EXERCISE GOAL:
Return every line from the rows below that contains the word "path".

━━━━━ LISTED ENTRIES

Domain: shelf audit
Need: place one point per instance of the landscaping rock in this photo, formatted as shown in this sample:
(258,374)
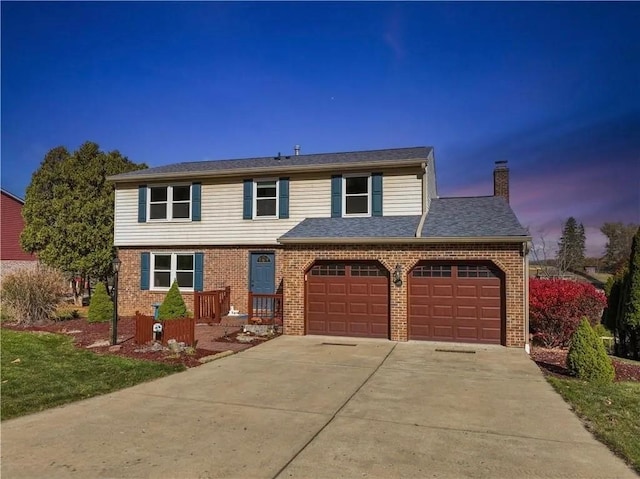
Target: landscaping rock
(259,329)
(244,338)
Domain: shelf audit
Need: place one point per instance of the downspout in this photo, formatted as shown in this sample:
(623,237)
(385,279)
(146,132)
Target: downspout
(425,199)
(525,259)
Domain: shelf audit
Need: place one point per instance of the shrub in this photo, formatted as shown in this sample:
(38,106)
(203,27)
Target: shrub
(587,357)
(101,306)
(173,305)
(32,296)
(556,307)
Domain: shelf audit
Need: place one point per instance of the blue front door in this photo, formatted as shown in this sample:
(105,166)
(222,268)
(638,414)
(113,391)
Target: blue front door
(262,274)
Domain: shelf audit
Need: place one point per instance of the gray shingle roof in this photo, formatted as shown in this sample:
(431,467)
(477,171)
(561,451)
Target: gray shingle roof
(471,217)
(373,227)
(475,217)
(199,168)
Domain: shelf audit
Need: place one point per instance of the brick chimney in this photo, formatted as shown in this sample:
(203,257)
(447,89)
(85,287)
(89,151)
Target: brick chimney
(501,180)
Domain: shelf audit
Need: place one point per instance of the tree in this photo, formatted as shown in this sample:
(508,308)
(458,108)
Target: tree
(556,307)
(68,211)
(571,246)
(173,306)
(631,307)
(618,248)
(101,307)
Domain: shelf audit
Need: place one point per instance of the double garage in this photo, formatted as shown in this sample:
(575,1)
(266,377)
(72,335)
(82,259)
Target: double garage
(446,301)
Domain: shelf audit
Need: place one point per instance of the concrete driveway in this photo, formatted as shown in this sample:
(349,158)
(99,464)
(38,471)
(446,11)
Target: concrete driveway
(295,407)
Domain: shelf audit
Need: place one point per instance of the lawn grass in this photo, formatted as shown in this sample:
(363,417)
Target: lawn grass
(40,371)
(611,412)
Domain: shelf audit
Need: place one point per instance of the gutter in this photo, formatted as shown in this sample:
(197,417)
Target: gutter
(405,239)
(266,170)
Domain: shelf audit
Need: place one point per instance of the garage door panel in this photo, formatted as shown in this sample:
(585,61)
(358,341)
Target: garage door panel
(466,291)
(356,302)
(441,311)
(464,305)
(358,308)
(336,289)
(467,312)
(336,307)
(441,291)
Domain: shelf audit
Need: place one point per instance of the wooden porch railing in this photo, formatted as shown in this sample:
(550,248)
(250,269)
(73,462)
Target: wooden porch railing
(211,306)
(182,330)
(267,307)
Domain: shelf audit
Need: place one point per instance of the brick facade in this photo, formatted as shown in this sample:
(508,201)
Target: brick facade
(223,266)
(501,180)
(229,266)
(299,258)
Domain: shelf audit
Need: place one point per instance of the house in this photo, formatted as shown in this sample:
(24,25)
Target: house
(12,257)
(358,243)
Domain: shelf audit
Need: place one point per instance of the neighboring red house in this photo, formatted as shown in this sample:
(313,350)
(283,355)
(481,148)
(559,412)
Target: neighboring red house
(12,257)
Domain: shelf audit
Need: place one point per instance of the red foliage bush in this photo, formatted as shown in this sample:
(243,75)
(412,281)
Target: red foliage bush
(556,307)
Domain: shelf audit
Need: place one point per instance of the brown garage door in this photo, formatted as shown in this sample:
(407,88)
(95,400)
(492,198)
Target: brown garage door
(455,302)
(348,299)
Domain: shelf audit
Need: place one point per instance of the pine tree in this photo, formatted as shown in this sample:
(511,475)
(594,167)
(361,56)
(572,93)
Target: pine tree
(173,305)
(571,247)
(631,309)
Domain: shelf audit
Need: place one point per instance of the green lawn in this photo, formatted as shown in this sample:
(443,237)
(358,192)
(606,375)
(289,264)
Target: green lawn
(40,371)
(612,413)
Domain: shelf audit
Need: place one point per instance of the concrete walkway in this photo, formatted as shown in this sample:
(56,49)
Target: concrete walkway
(297,408)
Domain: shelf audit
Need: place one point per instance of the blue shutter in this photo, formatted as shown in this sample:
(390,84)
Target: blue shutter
(284,198)
(142,203)
(336,196)
(247,200)
(376,194)
(198,272)
(145,263)
(195,201)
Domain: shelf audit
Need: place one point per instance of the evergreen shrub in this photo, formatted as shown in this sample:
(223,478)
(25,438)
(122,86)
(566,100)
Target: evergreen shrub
(101,306)
(587,357)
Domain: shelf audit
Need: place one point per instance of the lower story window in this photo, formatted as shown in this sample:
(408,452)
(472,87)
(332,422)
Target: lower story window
(169,267)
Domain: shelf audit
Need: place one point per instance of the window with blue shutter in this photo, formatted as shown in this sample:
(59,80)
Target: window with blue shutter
(284,197)
(336,196)
(142,203)
(198,272)
(196,196)
(145,268)
(247,200)
(376,194)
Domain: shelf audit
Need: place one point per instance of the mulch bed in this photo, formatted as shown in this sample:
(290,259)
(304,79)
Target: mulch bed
(553,362)
(85,334)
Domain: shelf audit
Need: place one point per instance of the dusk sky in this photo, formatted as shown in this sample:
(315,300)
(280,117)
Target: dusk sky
(554,88)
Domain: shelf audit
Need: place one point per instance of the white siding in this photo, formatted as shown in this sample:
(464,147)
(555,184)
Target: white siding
(401,195)
(221,213)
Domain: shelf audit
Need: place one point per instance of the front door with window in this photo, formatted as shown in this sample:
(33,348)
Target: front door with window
(262,273)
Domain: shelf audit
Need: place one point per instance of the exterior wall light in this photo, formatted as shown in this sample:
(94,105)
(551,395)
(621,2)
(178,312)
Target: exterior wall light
(397,275)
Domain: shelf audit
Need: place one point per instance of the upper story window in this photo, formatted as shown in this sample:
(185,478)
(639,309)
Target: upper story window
(167,267)
(356,195)
(266,198)
(171,202)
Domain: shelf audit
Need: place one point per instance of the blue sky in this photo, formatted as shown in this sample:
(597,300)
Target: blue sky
(554,88)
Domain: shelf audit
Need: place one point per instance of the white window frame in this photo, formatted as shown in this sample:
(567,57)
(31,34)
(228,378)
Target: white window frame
(255,198)
(170,202)
(344,194)
(173,271)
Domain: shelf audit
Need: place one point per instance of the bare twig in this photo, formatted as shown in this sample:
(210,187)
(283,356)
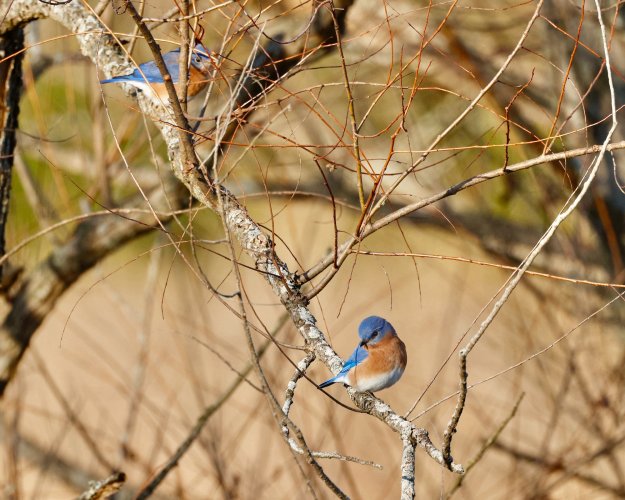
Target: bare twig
(104,488)
(573,202)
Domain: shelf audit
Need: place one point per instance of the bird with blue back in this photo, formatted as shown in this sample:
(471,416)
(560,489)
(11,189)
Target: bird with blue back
(147,76)
(378,361)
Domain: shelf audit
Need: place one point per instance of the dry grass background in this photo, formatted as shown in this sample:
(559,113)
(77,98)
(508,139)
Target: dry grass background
(136,350)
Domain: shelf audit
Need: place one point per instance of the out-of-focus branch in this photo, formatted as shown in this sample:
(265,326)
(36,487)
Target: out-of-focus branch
(514,280)
(12,55)
(95,43)
(92,240)
(104,488)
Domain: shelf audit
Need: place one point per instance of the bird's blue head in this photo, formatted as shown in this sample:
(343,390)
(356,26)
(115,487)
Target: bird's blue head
(373,329)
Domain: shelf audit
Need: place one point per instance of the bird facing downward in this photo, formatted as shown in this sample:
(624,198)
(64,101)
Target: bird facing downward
(148,77)
(378,361)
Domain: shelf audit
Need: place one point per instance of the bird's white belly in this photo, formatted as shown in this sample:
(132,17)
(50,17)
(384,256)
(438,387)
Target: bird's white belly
(375,383)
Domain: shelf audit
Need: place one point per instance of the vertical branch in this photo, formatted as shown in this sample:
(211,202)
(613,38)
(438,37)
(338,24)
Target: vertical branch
(407,466)
(10,90)
(181,120)
(569,208)
(352,112)
(184,53)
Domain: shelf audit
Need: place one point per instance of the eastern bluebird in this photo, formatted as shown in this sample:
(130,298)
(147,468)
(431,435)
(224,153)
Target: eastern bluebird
(148,77)
(378,361)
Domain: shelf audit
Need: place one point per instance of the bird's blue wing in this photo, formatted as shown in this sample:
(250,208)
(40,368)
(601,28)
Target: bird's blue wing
(150,72)
(357,357)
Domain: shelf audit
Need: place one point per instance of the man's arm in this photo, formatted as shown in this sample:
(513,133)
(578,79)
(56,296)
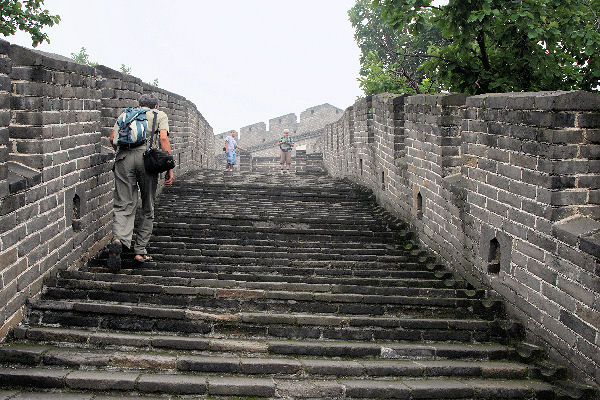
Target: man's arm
(166,146)
(111,138)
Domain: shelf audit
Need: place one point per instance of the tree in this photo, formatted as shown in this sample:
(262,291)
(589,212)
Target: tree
(390,58)
(507,45)
(26,16)
(83,57)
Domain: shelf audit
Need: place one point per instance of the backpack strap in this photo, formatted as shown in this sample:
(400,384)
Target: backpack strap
(153,128)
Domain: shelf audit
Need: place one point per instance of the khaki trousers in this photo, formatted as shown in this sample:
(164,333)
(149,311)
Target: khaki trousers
(130,175)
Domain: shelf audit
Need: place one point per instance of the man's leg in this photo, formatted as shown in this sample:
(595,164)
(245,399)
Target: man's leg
(125,198)
(148,184)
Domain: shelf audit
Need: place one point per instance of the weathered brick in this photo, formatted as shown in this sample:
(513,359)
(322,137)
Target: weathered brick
(577,325)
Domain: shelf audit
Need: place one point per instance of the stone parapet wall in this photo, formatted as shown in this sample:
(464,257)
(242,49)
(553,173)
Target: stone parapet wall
(312,119)
(56,183)
(504,188)
(301,163)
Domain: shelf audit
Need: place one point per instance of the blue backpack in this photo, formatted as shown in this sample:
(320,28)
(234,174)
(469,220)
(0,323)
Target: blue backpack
(133,127)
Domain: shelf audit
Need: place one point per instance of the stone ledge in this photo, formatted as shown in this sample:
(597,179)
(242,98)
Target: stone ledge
(576,100)
(581,232)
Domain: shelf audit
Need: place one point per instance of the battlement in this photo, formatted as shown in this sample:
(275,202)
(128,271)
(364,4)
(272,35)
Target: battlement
(504,188)
(56,185)
(257,136)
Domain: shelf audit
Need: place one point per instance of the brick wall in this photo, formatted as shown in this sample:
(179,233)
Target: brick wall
(56,183)
(257,138)
(504,188)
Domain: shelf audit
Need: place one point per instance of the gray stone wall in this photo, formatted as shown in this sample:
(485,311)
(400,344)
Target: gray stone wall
(302,163)
(504,188)
(257,138)
(56,182)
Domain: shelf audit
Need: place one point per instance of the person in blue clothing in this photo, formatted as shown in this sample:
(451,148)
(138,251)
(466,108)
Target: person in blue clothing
(230,154)
(285,144)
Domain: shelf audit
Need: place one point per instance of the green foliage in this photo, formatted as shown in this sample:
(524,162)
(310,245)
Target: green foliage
(390,58)
(507,45)
(125,69)
(83,57)
(26,16)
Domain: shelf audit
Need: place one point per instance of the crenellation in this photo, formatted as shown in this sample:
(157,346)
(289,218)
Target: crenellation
(520,168)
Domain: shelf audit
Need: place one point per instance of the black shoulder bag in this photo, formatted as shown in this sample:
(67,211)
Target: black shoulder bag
(157,160)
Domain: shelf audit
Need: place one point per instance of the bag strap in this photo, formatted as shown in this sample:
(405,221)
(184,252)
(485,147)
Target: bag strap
(153,128)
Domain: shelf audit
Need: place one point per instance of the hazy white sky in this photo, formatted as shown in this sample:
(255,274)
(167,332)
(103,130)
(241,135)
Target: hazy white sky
(239,61)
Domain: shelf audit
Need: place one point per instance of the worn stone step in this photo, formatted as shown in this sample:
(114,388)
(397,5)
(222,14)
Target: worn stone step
(264,274)
(329,246)
(236,299)
(86,338)
(275,388)
(282,255)
(317,270)
(79,278)
(107,359)
(341,327)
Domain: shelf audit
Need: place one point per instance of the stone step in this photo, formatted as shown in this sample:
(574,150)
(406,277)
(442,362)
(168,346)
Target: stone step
(94,339)
(197,384)
(317,270)
(290,249)
(151,318)
(127,360)
(202,256)
(275,232)
(405,258)
(227,300)
(236,275)
(347,247)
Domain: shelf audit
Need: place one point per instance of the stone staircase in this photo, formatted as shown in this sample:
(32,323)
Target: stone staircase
(276,286)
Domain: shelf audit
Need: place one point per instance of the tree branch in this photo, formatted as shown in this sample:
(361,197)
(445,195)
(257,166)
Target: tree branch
(427,56)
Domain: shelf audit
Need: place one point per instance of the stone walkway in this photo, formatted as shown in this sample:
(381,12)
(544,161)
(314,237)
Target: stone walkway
(276,286)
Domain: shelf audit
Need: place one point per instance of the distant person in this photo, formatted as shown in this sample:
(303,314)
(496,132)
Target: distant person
(286,143)
(230,154)
(130,174)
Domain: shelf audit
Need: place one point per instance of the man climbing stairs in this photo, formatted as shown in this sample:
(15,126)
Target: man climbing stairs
(277,287)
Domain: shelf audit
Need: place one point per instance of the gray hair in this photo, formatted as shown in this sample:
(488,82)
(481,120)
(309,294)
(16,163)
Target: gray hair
(148,100)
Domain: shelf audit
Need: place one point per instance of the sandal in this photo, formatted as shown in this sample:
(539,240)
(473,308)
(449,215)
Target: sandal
(141,261)
(114,256)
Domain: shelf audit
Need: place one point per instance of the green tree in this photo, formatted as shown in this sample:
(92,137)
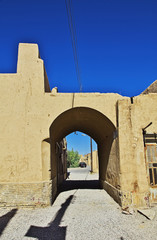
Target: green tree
(73,158)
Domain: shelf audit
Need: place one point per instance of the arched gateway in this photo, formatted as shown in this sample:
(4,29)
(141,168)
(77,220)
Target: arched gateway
(34,120)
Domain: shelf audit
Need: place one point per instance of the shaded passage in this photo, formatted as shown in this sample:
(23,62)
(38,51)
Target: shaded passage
(4,220)
(79,184)
(53,231)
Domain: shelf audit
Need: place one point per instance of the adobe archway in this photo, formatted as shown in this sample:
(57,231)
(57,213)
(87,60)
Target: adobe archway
(96,125)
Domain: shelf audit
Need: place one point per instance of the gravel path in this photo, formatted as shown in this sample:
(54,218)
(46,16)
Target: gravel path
(77,214)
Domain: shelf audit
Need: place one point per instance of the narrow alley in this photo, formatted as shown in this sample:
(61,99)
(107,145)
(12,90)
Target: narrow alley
(81,211)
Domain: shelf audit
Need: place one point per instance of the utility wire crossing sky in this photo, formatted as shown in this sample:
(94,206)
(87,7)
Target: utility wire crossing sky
(113,42)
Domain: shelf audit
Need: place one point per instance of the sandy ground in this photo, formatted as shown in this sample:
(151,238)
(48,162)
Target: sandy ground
(81,211)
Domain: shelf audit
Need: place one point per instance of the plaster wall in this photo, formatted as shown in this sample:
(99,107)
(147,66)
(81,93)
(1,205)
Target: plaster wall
(29,109)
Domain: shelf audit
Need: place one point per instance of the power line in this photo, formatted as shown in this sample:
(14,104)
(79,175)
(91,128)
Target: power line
(72,28)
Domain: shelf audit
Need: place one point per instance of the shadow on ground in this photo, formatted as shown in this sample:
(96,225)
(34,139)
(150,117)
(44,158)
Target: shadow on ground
(4,220)
(79,184)
(53,231)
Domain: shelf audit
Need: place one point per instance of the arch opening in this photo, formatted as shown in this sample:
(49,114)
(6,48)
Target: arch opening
(97,126)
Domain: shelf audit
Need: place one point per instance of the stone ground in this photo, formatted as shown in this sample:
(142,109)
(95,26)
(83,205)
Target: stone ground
(82,211)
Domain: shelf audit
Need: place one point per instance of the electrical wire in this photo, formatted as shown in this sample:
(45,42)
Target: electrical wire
(72,28)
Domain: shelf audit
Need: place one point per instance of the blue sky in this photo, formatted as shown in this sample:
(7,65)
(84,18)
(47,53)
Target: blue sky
(116,42)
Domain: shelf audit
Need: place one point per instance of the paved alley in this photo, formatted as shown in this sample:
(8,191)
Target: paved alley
(81,211)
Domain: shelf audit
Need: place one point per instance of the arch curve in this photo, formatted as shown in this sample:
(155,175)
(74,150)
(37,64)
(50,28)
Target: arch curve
(83,119)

━━━━━━━━━━

EXERCISE RESULT:
Need: place one point per instance of the gravel path in this photo, formatted as shown in this sample:
Target: gravel path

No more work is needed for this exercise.